[BEGIN]

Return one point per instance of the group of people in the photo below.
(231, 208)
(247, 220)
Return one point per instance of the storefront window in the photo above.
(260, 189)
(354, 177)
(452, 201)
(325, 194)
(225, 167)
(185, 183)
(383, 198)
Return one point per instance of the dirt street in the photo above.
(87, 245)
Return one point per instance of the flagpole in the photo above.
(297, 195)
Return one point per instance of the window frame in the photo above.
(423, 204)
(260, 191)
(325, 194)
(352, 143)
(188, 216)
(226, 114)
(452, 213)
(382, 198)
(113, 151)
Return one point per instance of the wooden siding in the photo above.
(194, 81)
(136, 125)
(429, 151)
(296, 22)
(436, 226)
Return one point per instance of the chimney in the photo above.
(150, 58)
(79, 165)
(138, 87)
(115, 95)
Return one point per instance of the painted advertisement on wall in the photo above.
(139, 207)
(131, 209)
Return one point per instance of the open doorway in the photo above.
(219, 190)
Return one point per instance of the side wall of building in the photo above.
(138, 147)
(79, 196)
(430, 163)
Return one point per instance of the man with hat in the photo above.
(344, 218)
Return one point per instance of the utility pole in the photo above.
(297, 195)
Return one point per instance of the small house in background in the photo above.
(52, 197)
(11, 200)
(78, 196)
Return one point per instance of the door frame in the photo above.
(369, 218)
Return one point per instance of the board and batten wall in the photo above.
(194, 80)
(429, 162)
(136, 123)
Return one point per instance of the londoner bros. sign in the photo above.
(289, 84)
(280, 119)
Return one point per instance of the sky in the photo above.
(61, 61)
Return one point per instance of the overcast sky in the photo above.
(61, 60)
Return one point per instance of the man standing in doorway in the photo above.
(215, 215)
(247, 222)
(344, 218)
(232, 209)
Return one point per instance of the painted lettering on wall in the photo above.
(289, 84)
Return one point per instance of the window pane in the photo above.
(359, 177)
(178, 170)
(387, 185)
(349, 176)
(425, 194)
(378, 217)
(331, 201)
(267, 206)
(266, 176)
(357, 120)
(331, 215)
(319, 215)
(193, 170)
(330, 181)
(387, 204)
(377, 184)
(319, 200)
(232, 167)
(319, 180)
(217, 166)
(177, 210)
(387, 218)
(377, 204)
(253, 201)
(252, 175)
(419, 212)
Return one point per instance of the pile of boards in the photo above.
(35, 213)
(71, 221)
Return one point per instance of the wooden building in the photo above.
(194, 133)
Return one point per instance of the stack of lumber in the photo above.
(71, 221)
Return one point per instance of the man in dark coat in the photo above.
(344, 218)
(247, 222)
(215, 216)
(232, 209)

[END]

● **Task prompt**
Convert every item above into a two-column CSV with the header row item,answer and one row per item. Put each item's text and its answer in a quoted field of its own, with line breaks replaced by spaces.

● **Problem solution**
item,answer
"Return one point per instance of the group of people in the photo below.","(231, 208) (247, 220)"
"Return one point per instance of the storefront window in the photo above.","(260, 189) (354, 177) (452, 201) (325, 194) (225, 167) (185, 183) (383, 198)"
"Return one point per instance of the dirt street in the photo above.","(87, 245)"
"Return one point per instance of the flagpole in the photo above.","(297, 195)"
"Return one point per instance of the window frame in the photo above.","(423, 204) (260, 191) (325, 194) (352, 143) (188, 216) (226, 114) (452, 213) (382, 198) (113, 151)"
"Return one point per instance of the wooden siding in the photo above.","(194, 81) (136, 125) (429, 151) (296, 22) (436, 226)"
"Return one point per instance of the chimney in the photo above.","(150, 58) (79, 165) (138, 87) (115, 95)"
"Return one point per instance of the painted advertisement on wall in the photo above.","(139, 207) (131, 209)"
"Return one point per instance of the open doorway in the photo above.","(219, 190)"
"Return one point per instance of the side wall of building in the photo above.","(138, 147) (79, 196) (430, 163)"
"Return one point per instance of the man with hat in the photo above.","(344, 218)"
"Return one point per instance of the utility pole in the photo above.","(297, 195)"
"Return one point per instance of the small house in background in the photo above.","(52, 197) (11, 200) (78, 196)"
"Return one point per instance of the door frame in the photo above.","(369, 218)"
"Return one point per instance of the board and batten wall in the photo above.","(194, 80) (429, 162) (136, 123)"
"Return one point per instance of the londoner bros. sign in the photo above.","(289, 84) (280, 119)"
"Return one point per instance of the sky in the photo above.","(61, 61)"
"Return one point per instance of the overcast sky in the photo above.","(61, 60)"
"Return one point per instance of the man standing in doorway in the photo above.","(215, 215) (247, 222) (344, 218) (232, 209)"
"Return one point per instance of the painted lettering on wall in the photo above.","(289, 84)"
"Return one point per instance of the window pane in the photo above.","(359, 177) (178, 170) (387, 185) (349, 176) (425, 194) (378, 217) (331, 201) (267, 206) (266, 176) (357, 120) (331, 215) (319, 215) (193, 170) (330, 181) (387, 204) (377, 184) (319, 200) (232, 167) (319, 180) (217, 166) (177, 210) (387, 218) (377, 204) (253, 201) (252, 175) (419, 212)"
"Return one point per instance of the pile of boards in the photo above.","(35, 213) (71, 221)"
"Return one point per instance of the wooden building in the photo above.","(194, 133)"
"Return one point per instance of the stack of lumber in the photo above.","(71, 221)"
"Return one point per instance of the man in dark coat in the photo above.","(344, 218) (247, 222) (215, 216) (232, 209)"